Given task
Every entry below should be transcribed exactly; pictures stay out of the copy.

+===+

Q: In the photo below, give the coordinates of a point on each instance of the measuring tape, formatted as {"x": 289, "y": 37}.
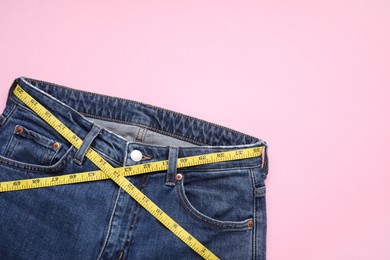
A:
{"x": 118, "y": 174}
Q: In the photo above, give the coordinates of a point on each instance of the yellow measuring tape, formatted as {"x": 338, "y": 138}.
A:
{"x": 118, "y": 174}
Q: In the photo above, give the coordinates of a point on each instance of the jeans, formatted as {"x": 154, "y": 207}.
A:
{"x": 220, "y": 204}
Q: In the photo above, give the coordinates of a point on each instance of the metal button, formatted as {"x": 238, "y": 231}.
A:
{"x": 136, "y": 155}
{"x": 56, "y": 146}
{"x": 19, "y": 129}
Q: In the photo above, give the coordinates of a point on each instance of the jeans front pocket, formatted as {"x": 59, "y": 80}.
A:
{"x": 220, "y": 199}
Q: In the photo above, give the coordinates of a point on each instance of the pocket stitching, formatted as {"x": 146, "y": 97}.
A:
{"x": 228, "y": 225}
{"x": 39, "y": 168}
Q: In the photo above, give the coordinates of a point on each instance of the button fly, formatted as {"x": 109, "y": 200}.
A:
{"x": 136, "y": 155}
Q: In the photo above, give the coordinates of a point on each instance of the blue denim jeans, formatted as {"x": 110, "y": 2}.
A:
{"x": 220, "y": 204}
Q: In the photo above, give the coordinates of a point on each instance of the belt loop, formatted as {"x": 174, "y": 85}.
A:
{"x": 172, "y": 165}
{"x": 80, "y": 154}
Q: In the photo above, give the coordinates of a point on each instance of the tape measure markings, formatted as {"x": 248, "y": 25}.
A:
{"x": 102, "y": 164}
{"x": 118, "y": 174}
{"x": 127, "y": 171}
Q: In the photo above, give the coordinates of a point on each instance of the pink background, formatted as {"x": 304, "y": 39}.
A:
{"x": 312, "y": 78}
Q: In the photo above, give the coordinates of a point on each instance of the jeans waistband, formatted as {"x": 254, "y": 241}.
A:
{"x": 74, "y": 107}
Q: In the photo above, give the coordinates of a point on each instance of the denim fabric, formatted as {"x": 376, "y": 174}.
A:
{"x": 220, "y": 204}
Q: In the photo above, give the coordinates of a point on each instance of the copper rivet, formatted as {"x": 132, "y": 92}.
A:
{"x": 56, "y": 145}
{"x": 250, "y": 223}
{"x": 19, "y": 129}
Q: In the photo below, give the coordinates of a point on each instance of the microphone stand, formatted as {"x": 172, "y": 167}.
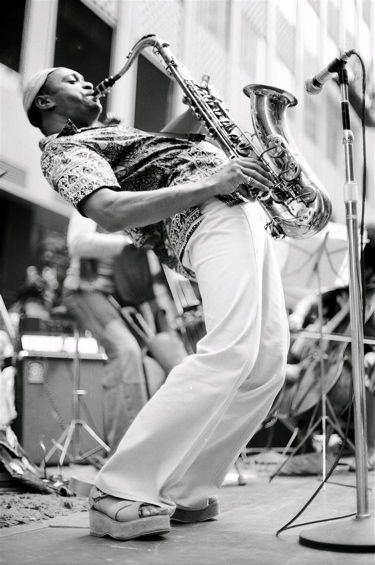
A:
{"x": 353, "y": 534}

+===+

Task solution
Q: In the photo below, give the coordinates of a point on each instance of the measuring tape, formatted as {"x": 289, "y": 37}.
A:
{"x": 118, "y": 174}
Q: In the photo above, give the coordinates of a point on each instance of the yellow measuring tape, formatted as {"x": 338, "y": 138}.
A:
{"x": 118, "y": 174}
Q: In the photo above, give the coordinates of a point on each instance of the jeans, formatted as {"x": 154, "y": 207}.
A:
{"x": 220, "y": 204}
Q: In the photo above, give the coordinates of a point on each instance of the metal button, formatted as {"x": 238, "y": 231}.
A:
{"x": 136, "y": 155}
{"x": 56, "y": 146}
{"x": 19, "y": 129}
Q: In the photo above, give the coordinates of a point on each instance of the jeans front pocket, formatted as {"x": 59, "y": 80}.
A:
{"x": 220, "y": 199}
Q: In the photo above, give the coordinates of a point on each instance of the pocket stitching, formatted as {"x": 146, "y": 97}.
A:
{"x": 228, "y": 225}
{"x": 39, "y": 168}
Q: In the photo above, give the coordinates of a point on each instance of the button fly, formatted as {"x": 109, "y": 200}.
A:
{"x": 136, "y": 155}
Q: In the photo above, give the coordinates of a point on each instance of the blue denim jeans, formatted as {"x": 110, "y": 2}.
A:
{"x": 220, "y": 204}
Q: In the photo above, give the coordinates of a point on each instance of the belt loop, formatted as {"x": 174, "y": 85}.
A:
{"x": 172, "y": 165}
{"x": 80, "y": 154}
Q: In the photo above, give the coordinates of a point on each instance of the tape measure markings, formatted as {"x": 248, "y": 25}.
A:
{"x": 102, "y": 164}
{"x": 118, "y": 174}
{"x": 127, "y": 171}
Q: In the photo above, give the coordinates of a point on each instance of the pink background, formatted as {"x": 304, "y": 39}.
A:
{"x": 312, "y": 78}
Q: In the photo above, give the coordinates of a point on each instance of the jeans waistband, formatted as {"x": 254, "y": 241}.
A:
{"x": 74, "y": 107}
Q: In the photo above, give the coordinates of a point on each instance of the denim fabric, formatted as {"x": 376, "y": 174}.
A:
{"x": 220, "y": 204}
Q: In the photo above, give the coordinates of a point on each instance of the copper rivet, formatted as {"x": 132, "y": 92}.
A:
{"x": 56, "y": 145}
{"x": 250, "y": 223}
{"x": 19, "y": 129}
Q: In the photo below, give the coordinates of a point on each instance of the microphone stand, formatted as {"x": 172, "y": 167}.
A:
{"x": 353, "y": 534}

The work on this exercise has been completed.